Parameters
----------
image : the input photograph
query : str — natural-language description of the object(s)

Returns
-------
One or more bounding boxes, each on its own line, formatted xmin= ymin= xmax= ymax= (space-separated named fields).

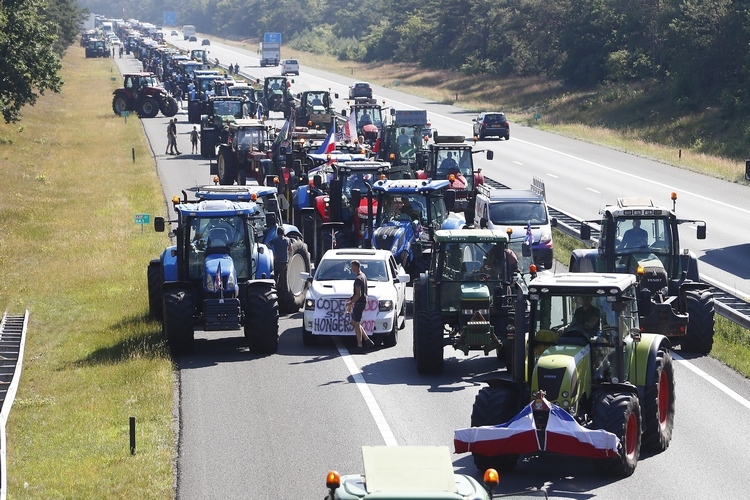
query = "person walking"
xmin=190 ymin=125 xmax=200 ymax=154
xmin=346 ymin=260 xmax=375 ymax=354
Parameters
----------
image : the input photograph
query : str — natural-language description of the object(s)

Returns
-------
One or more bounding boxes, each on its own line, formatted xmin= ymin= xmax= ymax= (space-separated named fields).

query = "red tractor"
xmin=112 ymin=73 xmax=177 ymax=118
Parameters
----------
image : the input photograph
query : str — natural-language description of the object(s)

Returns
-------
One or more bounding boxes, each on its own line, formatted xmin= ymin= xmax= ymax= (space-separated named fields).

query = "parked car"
xmin=300 ymin=248 xmax=409 ymax=347
xmin=281 ymin=59 xmax=299 ymax=76
xmin=472 ymin=111 xmax=510 ymax=141
xmin=349 ymin=82 xmax=372 ymax=99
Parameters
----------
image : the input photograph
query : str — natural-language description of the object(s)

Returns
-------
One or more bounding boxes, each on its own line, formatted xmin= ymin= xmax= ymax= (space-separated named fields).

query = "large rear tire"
xmin=414 ymin=311 xmax=443 ymax=373
xmin=245 ymin=282 xmax=279 ymax=354
xmin=471 ymin=387 xmax=519 ymax=472
xmin=162 ymin=289 xmax=195 ymax=354
xmin=593 ymin=392 xmax=641 ymax=477
xmin=138 ymin=97 xmax=159 ymax=118
xmin=146 ymin=259 xmax=164 ymax=320
xmin=680 ymin=290 xmax=715 ymax=355
xmin=278 ymin=238 xmax=311 ymax=314
xmin=641 ymin=350 xmax=675 ymax=452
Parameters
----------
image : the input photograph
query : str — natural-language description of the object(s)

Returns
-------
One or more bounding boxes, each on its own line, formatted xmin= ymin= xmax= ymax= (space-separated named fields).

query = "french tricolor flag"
xmin=316 ymin=120 xmax=336 ymax=155
xmin=453 ymin=403 xmax=619 ymax=458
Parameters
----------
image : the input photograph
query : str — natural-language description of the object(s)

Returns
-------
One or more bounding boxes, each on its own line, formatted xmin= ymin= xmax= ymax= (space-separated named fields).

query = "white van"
xmin=281 ymin=59 xmax=299 ymax=76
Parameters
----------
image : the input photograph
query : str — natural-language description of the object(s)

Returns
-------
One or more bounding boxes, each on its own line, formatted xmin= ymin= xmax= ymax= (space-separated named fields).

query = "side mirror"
xmin=351 ymin=188 xmax=362 ymax=210
xmin=581 ymin=222 xmax=591 ymax=240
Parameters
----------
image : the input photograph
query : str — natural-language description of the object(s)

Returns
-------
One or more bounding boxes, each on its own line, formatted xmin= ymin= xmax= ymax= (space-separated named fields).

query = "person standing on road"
xmin=190 ymin=125 xmax=199 ymax=154
xmin=346 ymin=260 xmax=375 ymax=354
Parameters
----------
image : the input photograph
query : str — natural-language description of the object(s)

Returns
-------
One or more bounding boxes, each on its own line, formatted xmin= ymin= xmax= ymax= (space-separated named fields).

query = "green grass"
xmin=0 ymin=46 xmax=175 ymax=499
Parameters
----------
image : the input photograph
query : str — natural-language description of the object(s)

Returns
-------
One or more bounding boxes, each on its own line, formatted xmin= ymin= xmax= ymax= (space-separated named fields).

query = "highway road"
xmin=118 ymin=37 xmax=750 ymax=499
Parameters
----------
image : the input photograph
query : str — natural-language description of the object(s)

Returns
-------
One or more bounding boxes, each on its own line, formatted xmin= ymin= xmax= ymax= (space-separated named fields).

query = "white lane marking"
xmin=672 ymin=351 xmax=750 ymax=410
xmin=333 ymin=337 xmax=398 ymax=446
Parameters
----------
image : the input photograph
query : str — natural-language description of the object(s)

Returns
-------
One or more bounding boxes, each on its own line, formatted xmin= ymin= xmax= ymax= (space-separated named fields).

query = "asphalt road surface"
xmin=117 ymin=37 xmax=750 ymax=499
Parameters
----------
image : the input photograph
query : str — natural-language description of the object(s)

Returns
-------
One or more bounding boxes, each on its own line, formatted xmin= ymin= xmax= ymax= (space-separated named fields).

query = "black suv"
xmin=472 ymin=112 xmax=510 ymax=141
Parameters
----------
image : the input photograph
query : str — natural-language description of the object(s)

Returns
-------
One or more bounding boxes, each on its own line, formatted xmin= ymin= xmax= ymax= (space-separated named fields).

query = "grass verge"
xmin=0 ymin=47 xmax=175 ymax=499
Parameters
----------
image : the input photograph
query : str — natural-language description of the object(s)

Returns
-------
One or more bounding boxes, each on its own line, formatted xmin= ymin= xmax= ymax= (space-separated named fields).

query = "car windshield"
xmin=315 ymin=259 xmax=388 ymax=282
xmin=490 ymin=201 xmax=547 ymax=226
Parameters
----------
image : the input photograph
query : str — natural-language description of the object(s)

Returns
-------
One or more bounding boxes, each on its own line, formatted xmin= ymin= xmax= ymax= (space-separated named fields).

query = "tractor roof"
● ● ●
▸ **Exercise**: Copy the items word for word, from the start of them through the line containing "xmin=112 ymin=73 xmax=177 ymax=118", both ends included, and leave the pictures out of your copy.

▸ **Final answer**:
Parameters
----------
image : the input photograph
query : str — natural-language description of the object(s)

Returns
-------
One or more bounding boxes, each on its own line, formatted xmin= ymin= xmax= ymax= (space-separated named fields).

query = "person walking"
xmin=190 ymin=125 xmax=200 ymax=154
xmin=346 ymin=260 xmax=375 ymax=354
Parameters
----------
image : the input photograph
query : str — natural-language description of the object(s)

Returns
-------
One or more bounding boxes, each on its own line, formatted xmin= ymin= xmax= ymax= (space-separated named fields).

query = "red tractor"
xmin=112 ymin=73 xmax=177 ymax=118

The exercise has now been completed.